* begin *

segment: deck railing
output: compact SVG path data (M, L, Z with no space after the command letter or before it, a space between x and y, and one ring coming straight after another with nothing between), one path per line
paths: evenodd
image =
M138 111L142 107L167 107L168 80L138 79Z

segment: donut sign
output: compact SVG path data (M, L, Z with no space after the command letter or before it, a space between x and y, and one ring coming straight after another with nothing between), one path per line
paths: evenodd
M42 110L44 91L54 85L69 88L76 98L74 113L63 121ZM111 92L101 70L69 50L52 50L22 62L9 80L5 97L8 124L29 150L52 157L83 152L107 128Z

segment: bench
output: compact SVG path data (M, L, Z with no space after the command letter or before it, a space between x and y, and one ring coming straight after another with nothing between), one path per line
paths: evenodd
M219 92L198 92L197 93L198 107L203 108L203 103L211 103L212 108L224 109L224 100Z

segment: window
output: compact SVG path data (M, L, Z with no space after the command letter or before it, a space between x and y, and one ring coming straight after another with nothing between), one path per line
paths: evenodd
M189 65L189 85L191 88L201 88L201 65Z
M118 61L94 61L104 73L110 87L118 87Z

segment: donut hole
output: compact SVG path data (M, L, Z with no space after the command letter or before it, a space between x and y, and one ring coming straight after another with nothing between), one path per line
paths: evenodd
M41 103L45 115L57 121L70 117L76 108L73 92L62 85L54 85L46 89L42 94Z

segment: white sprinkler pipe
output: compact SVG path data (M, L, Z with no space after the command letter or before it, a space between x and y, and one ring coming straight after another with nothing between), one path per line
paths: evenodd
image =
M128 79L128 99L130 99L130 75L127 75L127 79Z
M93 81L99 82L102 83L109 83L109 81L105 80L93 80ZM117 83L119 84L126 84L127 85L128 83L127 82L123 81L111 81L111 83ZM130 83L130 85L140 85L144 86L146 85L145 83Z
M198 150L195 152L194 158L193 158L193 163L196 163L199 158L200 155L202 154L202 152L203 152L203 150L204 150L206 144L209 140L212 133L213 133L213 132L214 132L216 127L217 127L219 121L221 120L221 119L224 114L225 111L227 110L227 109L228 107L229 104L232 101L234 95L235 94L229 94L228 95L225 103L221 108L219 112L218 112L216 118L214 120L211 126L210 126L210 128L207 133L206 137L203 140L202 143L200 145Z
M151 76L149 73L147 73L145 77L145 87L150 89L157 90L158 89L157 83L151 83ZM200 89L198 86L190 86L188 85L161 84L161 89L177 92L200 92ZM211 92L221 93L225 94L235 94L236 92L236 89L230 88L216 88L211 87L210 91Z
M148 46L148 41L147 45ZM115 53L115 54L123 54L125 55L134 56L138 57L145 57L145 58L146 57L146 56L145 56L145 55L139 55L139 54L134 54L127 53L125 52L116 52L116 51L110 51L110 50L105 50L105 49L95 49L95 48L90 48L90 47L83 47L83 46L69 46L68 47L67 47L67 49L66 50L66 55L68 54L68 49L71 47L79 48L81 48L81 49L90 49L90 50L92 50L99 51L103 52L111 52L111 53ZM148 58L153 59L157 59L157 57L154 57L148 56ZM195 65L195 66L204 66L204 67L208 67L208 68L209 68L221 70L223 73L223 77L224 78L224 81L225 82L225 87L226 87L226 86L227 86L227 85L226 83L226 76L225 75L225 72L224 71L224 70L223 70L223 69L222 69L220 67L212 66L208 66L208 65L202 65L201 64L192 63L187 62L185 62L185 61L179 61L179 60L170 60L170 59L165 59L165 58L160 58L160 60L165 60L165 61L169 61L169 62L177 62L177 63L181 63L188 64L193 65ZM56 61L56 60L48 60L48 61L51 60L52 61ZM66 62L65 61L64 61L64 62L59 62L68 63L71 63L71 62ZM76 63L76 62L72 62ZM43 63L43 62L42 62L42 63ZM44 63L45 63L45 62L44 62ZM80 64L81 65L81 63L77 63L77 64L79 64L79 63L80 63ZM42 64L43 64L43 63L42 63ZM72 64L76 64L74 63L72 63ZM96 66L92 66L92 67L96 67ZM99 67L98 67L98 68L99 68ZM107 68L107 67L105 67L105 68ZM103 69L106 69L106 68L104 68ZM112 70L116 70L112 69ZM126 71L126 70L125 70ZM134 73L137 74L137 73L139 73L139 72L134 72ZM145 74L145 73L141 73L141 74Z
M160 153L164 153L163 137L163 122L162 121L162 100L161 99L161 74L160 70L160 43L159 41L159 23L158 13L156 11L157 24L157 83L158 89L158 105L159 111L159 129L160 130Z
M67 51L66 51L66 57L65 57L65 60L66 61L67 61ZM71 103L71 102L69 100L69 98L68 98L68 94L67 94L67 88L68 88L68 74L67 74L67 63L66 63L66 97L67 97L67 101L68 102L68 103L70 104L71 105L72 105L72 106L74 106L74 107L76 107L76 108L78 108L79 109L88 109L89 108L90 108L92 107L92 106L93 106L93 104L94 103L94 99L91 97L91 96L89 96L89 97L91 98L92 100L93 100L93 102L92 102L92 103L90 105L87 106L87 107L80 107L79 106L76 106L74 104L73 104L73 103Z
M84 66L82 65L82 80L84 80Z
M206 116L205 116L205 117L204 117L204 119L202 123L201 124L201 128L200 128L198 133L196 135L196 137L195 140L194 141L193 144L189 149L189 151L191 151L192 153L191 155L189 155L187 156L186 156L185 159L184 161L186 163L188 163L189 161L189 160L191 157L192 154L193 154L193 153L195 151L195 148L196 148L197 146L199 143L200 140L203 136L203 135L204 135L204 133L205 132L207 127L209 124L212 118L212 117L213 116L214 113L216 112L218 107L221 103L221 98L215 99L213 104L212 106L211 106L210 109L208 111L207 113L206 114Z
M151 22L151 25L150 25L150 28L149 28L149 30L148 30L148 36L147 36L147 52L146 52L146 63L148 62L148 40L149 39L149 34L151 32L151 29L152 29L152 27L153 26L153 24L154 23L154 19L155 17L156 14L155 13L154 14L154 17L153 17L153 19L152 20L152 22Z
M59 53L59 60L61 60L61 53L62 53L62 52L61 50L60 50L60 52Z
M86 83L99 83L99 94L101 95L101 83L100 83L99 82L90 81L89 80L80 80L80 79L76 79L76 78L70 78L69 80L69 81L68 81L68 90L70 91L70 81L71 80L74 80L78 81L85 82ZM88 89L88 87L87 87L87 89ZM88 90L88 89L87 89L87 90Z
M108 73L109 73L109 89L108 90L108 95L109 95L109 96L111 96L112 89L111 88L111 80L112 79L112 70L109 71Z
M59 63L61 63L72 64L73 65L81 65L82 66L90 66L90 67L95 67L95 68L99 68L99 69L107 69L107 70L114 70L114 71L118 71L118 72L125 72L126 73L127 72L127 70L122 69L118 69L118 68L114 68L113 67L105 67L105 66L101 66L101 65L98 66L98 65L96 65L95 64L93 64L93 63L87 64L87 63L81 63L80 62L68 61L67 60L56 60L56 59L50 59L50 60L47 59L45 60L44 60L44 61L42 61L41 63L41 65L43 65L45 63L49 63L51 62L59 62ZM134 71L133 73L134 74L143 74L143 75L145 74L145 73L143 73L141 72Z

* end *

◆ **Work instructions**: Please extract every line above and reproduce each one character for character, with nothing added or left out.

◆ **Finished answer**:
segment: deck railing
output: compact SVG path data (M, L, Z with no space after the command letter or before it, a space between x and y, and one ring coming straight after another with nothing between), one path per line
paths: evenodd
image =
M138 111L142 107L167 107L168 80L138 79Z

segment: donut sign
output: compact SVG path data (M, L, Z with no space after the command letter or before it, a space between x and y, and one ring coming straight after another with nothing between), one path per line
paths: evenodd
M42 110L44 91L54 85L69 88L76 98L74 113L63 121ZM111 92L101 70L69 50L52 50L22 62L9 80L5 97L8 124L29 150L52 157L83 152L107 128Z

segment: bench
output: compact SVG path data (M, L, Z with no space after the command letter or before it, a space between x and y, and one ring coming straight after another with nothing between), one path per line
paths: evenodd
M219 92L198 92L197 93L198 107L203 108L203 103L211 103L212 108L224 109L224 100Z

segment: window
output: compact SVG path data (M, L, Z with no space after the command letter or before it, a space between x and y, and one ring coming straight after another with nothing between), one path per line
paths: evenodd
M189 65L189 85L191 88L201 88L201 65Z
M118 61L94 61L104 73L110 87L118 87Z

segment: donut hole
output: compact SVG path data (M, L, Z with no space after the command letter or before it, a space between x and y, and one ring coming straight after another with nothing between), one path per line
paths: evenodd
M41 103L45 115L57 121L70 117L76 108L73 92L62 85L54 85L46 89L42 94Z

segment: white sprinkler pipe
output: compact SVG path data (M, L, Z with no space after the command letter or before it, a space between x and y, and one ring coming straight after another with nothing between), one path per line
paths: evenodd
image =
M128 79L128 99L130 99L130 75L127 75L127 79Z
M93 81L99 82L102 83L109 83L109 81L105 80L93 80ZM117 83L119 84L126 84L127 85L128 83L127 82L123 81L111 81L111 83ZM130 83L130 85L140 85L144 86L146 85L145 83Z
M198 150L195 152L194 158L193 158L193 163L196 163L199 158L200 155L202 154L202 152L203 152L203 150L204 150L206 144L209 140L212 133L213 133L213 132L214 132L216 127L217 127L219 121L221 120L221 119L224 114L225 111L227 110L227 109L228 107L229 104L232 101L234 95L235 94L229 94L228 95L225 103L221 108L219 112L218 112L216 118L214 120L211 126L210 126L210 128L207 133L206 137L203 140L202 143L200 145Z
M151 76L149 73L147 73L145 77L145 87L150 89L157 90L158 89L157 83L151 83ZM200 89L198 86L190 86L188 85L161 84L161 89L177 92L200 92ZM211 92L221 93L225 94L235 94L236 92L236 89L230 88L216 88L211 87L210 91Z
M148 46L148 41L147 45ZM115 53L115 54L123 54L125 55L134 56L138 57L145 57L145 58L146 57L146 56L145 56L145 55L139 55L139 54L134 54L127 53L125 52L116 52L116 51L110 51L110 50L105 50L105 49L95 49L95 48L90 48L90 47L83 47L83 46L69 46L68 47L67 47L67 49L66 50L66 55L68 54L68 49L71 47L79 48L81 48L81 49L90 49L90 50L92 50L99 51L103 52L111 52L111 53ZM148 58L153 59L157 59L157 57L154 57L148 56ZM195 65L195 66L204 66L204 67L208 67L208 68L209 68L221 70L223 73L223 77L224 78L224 81L225 82L225 87L226 87L226 86L227 86L227 85L226 83L226 76L225 75L225 72L224 71L224 70L223 70L223 69L222 69L220 67L212 66L208 66L208 65L202 65L201 64L192 63L187 62L185 62L185 61L179 61L179 60L170 60L170 59L165 59L165 58L160 58L160 60L165 60L165 61L169 61L169 62L177 62L177 63L181 63L188 64L193 65ZM56 61L56 60L48 60L48 61L51 60L52 61ZM66 62L65 61L64 61L64 62L59 62L68 63L71 63L71 62ZM76 63L76 62L72 62ZM43 63L43 62L42 62L42 63ZM44 63L45 63L45 62L44 62ZM80 64L81 65L81 63L77 63L77 64L79 64L79 63L80 63ZM42 64L43 64L43 63L42 63ZM72 64L76 64L74 63L72 63ZM96 66L92 66L92 67L96 67ZM99 67L98 67L98 68L99 68ZM107 68L107 67L105 67L105 68ZM103 69L106 69L106 68L104 68ZM112 70L116 70L112 69ZM126 71L126 70L125 70ZM134 73L137 74L137 73L139 73L139 72L134 72ZM145 74L145 73L141 73L141 74Z
M160 153L164 153L163 137L163 122L162 121L162 100L161 99L161 74L160 70L160 43L159 41L159 23L158 13L156 11L157 24L157 83L158 89L158 105L159 111L159 129L160 130Z
M67 51L66 51L66 57L65 57L65 60L66 61L67 61ZM71 103L71 102L69 100L69 98L68 98L68 94L67 94L67 88L68 88L68 74L67 74L67 63L66 63L66 97L67 97L67 101L68 102L68 103L70 104L71 105L72 105L72 106L74 106L74 107L76 107L76 108L78 108L79 109L88 109L89 108L90 108L92 107L92 106L93 106L93 104L94 103L94 99L91 97L91 96L89 96L89 97L91 98L92 100L93 100L93 102L92 102L92 103L90 105L87 106L87 107L80 107L79 106L76 106L74 104L73 104L73 103Z
M84 66L82 65L82 80L84 80Z
M206 116L205 116L205 117L204 117L204 119L202 123L201 124L201 128L200 128L198 133L196 135L196 137L195 140L194 141L193 144L189 149L189 151L191 151L192 153L191 155L189 155L187 156L186 156L185 159L184 161L186 163L188 163L189 161L189 160L191 157L192 154L193 154L193 153L195 151L195 148L196 148L197 146L199 143L200 140L203 136L203 135L204 135L204 133L205 132L207 127L209 124L212 118L212 117L213 116L214 113L216 112L218 107L221 103L221 98L215 99L213 104L212 106L211 106L210 109L208 111L207 113L206 114Z
M151 22L151 25L150 25L150 28L149 28L149 30L148 30L148 36L147 36L147 52L146 52L146 63L148 62L148 40L149 39L149 34L151 32L151 29L152 29L152 27L153 26L153 24L154 23L154 19L155 17L156 14L155 13L154 14L154 17L153 17L153 19L152 20L152 22Z
M59 53L59 60L61 60L61 53L62 53L62 52L61 50L60 50L60 52Z
M86 83L99 83L99 94L101 95L101 83L100 83L99 82L90 81L89 80L80 80L80 79L76 79L76 78L70 78L69 80L69 81L68 81L68 90L70 91L70 81L71 80L74 80L78 81L85 82ZM88 89L88 87L87 87L87 89ZM88 90L88 89L87 89L87 90Z
M108 73L109 73L109 89L108 90L108 95L109 95L109 96L111 96L112 89L111 88L111 80L112 79L112 70L109 71Z
M59 63L61 63L72 64L73 65L81 65L82 66L90 66L90 67L95 67L95 68L99 68L99 69L107 69L107 70L114 70L114 71L118 71L118 72L125 72L126 73L127 72L127 70L122 69L118 69L118 68L114 68L113 67L105 67L105 66L101 66L101 65L98 66L98 65L96 65L95 64L93 64L93 63L87 64L87 63L81 63L80 62L68 61L67 60L56 60L56 59L50 59L50 60L47 59L45 60L44 60L44 61L42 61L41 63L41 65L43 65L45 63L49 63L51 62L59 62ZM134 71L133 73L134 74L143 74L143 75L145 74L145 73L143 73L141 72Z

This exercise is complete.